What lines below contain the word "forest"? Please pull each one out.

Supplied information
######

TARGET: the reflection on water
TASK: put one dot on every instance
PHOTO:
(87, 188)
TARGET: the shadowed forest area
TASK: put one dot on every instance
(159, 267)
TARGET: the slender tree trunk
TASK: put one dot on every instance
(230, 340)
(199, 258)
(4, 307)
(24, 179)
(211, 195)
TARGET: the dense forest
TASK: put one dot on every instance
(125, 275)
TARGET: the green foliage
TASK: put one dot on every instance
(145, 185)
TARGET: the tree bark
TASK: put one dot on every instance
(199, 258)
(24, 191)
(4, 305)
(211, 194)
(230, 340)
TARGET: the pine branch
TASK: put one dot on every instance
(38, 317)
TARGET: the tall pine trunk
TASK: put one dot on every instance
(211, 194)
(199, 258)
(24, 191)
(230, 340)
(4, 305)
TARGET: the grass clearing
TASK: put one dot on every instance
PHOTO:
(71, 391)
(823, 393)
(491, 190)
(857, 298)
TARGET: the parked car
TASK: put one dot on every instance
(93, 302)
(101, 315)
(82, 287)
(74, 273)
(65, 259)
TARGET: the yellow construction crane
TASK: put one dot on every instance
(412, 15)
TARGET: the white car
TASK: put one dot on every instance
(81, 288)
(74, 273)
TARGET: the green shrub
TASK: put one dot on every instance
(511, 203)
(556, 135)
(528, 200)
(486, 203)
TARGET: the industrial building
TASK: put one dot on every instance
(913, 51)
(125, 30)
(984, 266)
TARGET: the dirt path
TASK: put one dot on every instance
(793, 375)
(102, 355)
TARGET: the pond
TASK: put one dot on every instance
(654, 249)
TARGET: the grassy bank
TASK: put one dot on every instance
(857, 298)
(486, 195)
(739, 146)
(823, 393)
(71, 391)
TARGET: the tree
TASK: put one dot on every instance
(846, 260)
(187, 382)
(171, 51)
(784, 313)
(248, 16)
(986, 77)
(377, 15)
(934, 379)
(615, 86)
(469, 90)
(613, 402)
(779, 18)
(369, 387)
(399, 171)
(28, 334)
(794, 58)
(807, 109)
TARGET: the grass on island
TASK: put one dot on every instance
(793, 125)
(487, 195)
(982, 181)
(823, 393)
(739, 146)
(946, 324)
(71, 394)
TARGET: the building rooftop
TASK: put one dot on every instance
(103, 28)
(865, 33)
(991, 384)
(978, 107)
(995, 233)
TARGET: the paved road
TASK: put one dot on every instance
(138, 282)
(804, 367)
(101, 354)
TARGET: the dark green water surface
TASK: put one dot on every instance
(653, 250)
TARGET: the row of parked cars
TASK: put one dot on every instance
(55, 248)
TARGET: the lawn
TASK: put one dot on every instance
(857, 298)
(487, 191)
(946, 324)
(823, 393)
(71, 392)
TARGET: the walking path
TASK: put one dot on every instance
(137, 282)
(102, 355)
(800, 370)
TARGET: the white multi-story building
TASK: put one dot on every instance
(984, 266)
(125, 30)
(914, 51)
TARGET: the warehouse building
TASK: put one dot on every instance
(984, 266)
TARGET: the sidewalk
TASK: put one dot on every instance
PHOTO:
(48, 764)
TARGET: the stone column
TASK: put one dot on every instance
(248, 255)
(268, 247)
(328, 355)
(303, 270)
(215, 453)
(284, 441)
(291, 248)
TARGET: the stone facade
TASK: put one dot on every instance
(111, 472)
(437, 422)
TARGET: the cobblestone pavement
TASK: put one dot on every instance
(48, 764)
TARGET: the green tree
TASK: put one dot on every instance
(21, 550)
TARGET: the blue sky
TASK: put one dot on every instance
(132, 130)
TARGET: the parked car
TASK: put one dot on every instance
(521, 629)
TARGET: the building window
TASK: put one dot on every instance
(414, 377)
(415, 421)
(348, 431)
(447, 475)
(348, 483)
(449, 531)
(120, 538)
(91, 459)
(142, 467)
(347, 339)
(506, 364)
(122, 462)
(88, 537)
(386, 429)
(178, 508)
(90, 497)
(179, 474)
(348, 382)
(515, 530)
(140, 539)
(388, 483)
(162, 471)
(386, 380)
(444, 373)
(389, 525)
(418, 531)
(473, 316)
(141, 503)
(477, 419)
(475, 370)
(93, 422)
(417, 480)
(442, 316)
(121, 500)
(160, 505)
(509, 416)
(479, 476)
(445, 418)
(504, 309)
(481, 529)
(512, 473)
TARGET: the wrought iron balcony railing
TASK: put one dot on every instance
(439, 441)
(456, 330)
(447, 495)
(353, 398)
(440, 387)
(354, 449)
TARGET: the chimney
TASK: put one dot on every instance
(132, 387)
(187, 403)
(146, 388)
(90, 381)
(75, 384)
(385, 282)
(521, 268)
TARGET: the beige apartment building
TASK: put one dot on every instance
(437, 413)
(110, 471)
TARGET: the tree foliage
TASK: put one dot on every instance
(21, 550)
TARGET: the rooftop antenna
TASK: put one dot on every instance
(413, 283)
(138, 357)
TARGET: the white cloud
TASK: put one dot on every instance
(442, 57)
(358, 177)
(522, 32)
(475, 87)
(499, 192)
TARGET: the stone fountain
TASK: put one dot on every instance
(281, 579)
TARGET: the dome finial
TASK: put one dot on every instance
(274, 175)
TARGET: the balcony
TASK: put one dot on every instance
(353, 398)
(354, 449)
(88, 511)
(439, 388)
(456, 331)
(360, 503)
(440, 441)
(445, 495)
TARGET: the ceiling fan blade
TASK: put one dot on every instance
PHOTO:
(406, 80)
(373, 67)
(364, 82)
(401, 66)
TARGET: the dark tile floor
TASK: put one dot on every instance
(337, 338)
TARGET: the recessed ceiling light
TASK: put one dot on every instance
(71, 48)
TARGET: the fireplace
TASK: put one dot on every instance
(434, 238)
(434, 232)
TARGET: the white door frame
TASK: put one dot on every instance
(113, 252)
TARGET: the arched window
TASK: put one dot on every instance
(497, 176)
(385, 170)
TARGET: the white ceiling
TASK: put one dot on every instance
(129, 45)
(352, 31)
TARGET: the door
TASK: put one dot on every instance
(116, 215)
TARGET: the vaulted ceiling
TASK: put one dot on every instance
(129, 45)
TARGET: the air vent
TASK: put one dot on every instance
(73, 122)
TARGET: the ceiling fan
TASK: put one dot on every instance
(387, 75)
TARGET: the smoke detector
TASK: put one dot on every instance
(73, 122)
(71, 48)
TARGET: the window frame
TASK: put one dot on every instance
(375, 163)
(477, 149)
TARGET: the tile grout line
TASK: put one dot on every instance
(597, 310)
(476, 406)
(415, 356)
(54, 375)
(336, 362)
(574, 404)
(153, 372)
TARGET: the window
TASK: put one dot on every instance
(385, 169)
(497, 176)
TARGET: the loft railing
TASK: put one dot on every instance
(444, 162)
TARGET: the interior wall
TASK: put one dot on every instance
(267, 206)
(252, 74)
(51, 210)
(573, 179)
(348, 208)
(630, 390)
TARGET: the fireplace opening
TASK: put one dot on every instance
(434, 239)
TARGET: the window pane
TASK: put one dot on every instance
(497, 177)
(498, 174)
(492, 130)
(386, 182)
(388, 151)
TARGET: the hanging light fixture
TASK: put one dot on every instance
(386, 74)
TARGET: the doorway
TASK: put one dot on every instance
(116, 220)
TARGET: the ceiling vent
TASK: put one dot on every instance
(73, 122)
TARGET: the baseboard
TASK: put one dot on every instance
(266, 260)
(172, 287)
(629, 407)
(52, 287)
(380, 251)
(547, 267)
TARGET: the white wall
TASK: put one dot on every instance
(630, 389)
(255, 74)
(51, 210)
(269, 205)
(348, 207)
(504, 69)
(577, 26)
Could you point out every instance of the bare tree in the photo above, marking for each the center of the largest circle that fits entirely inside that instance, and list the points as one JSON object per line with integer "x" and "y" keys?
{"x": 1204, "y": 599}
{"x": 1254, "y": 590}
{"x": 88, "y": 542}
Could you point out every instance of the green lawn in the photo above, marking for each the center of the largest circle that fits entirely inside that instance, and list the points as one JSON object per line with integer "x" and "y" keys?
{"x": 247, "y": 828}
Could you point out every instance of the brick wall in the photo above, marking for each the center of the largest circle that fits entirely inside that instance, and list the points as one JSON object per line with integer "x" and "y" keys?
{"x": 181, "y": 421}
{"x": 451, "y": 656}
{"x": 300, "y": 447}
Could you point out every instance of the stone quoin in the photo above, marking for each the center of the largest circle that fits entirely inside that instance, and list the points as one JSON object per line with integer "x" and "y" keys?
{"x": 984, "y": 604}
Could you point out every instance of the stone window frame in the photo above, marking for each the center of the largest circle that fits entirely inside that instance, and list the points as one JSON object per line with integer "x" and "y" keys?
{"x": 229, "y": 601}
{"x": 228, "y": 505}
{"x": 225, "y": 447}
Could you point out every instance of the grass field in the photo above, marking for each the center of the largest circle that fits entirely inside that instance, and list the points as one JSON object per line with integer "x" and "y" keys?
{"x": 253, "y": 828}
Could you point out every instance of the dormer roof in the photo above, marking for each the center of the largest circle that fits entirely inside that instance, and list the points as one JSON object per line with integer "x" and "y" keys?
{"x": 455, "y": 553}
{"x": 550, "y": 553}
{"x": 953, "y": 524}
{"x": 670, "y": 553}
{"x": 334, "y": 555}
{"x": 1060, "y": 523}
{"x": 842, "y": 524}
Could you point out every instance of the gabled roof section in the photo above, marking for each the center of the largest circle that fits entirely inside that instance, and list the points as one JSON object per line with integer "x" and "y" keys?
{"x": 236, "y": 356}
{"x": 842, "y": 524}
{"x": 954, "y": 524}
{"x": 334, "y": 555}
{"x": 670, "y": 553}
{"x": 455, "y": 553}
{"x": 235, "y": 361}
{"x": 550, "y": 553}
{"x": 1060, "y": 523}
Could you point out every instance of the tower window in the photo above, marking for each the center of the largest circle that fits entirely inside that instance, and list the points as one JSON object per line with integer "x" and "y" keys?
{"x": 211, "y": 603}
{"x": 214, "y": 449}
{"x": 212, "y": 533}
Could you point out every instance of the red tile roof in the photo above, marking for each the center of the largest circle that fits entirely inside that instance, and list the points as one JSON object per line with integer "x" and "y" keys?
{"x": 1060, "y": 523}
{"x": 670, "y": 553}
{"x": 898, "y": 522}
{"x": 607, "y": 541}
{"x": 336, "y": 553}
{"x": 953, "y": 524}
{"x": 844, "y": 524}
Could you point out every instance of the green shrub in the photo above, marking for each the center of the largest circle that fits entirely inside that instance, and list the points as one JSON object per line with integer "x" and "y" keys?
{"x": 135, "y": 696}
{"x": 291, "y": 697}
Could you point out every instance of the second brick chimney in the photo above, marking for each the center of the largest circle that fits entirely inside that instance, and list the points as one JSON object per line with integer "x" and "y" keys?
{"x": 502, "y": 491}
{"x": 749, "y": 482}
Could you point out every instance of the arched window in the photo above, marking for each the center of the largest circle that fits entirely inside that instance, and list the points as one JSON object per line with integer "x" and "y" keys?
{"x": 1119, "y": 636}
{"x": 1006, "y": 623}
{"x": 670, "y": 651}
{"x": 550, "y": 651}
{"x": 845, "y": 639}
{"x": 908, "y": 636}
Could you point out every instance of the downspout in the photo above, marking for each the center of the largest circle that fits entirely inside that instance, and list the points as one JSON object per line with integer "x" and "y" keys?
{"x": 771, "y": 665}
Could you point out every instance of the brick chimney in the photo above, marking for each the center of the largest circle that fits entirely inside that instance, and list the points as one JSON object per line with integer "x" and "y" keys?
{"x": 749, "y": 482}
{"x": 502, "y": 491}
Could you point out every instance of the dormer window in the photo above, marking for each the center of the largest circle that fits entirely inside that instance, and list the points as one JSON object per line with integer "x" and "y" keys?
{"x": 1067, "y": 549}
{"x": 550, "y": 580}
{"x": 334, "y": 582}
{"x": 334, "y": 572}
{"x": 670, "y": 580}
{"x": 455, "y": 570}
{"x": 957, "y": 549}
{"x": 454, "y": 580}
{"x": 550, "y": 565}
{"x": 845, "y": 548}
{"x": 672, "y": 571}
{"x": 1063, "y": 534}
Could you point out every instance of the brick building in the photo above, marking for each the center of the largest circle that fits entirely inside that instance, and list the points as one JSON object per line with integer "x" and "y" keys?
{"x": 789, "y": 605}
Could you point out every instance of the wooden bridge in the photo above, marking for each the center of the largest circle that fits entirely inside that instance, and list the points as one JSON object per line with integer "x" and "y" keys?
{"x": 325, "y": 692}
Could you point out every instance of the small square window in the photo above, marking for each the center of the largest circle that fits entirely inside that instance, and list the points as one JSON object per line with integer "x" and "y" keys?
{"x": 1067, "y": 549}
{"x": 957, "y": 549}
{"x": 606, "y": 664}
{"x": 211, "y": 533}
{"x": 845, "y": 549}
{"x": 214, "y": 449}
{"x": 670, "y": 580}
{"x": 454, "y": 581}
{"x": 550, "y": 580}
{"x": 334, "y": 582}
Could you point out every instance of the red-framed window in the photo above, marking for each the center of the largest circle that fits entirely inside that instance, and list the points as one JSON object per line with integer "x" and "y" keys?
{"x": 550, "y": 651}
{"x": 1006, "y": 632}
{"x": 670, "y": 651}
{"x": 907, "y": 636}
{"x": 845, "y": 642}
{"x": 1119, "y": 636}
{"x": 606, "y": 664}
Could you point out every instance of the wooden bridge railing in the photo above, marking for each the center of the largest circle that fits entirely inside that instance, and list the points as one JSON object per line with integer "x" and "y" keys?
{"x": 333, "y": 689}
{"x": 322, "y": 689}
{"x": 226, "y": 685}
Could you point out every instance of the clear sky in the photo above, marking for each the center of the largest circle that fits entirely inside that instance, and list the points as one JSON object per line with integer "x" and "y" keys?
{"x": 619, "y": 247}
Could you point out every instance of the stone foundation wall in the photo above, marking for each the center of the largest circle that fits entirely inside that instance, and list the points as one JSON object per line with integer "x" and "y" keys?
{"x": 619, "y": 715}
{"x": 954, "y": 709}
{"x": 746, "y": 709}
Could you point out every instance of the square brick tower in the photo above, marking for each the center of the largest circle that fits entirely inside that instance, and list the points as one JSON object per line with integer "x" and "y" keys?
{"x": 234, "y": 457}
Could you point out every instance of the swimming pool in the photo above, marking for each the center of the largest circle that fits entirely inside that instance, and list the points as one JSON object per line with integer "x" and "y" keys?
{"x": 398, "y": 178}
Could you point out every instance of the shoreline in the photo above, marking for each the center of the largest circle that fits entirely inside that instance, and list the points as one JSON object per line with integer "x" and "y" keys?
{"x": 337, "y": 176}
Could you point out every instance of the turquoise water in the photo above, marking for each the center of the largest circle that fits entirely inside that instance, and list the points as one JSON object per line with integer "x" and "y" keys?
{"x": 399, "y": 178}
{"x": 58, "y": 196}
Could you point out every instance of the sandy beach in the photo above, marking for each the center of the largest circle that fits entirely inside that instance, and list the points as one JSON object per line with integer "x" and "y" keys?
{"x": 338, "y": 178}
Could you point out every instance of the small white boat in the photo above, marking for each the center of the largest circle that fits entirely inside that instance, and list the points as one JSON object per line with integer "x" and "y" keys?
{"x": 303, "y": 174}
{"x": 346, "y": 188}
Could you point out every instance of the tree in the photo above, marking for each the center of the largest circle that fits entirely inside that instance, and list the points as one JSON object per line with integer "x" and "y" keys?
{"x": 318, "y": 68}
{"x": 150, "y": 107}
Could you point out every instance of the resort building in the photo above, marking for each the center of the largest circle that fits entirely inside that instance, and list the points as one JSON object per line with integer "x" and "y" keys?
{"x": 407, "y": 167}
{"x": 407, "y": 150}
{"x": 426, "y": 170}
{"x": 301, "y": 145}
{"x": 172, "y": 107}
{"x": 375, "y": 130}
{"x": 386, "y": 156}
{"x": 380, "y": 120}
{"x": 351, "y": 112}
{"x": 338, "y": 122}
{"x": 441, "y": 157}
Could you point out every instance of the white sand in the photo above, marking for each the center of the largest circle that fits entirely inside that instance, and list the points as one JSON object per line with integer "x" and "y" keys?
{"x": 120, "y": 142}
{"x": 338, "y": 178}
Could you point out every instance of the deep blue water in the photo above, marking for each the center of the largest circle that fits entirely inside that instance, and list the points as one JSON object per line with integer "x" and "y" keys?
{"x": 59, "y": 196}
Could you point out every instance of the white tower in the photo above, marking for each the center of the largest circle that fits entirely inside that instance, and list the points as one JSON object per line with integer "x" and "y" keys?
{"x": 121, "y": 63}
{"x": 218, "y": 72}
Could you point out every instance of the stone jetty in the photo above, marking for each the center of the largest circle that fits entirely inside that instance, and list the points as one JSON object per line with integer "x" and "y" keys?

######

Exercise output
TARGET: the shadowed forest area
TARGET: the dense forest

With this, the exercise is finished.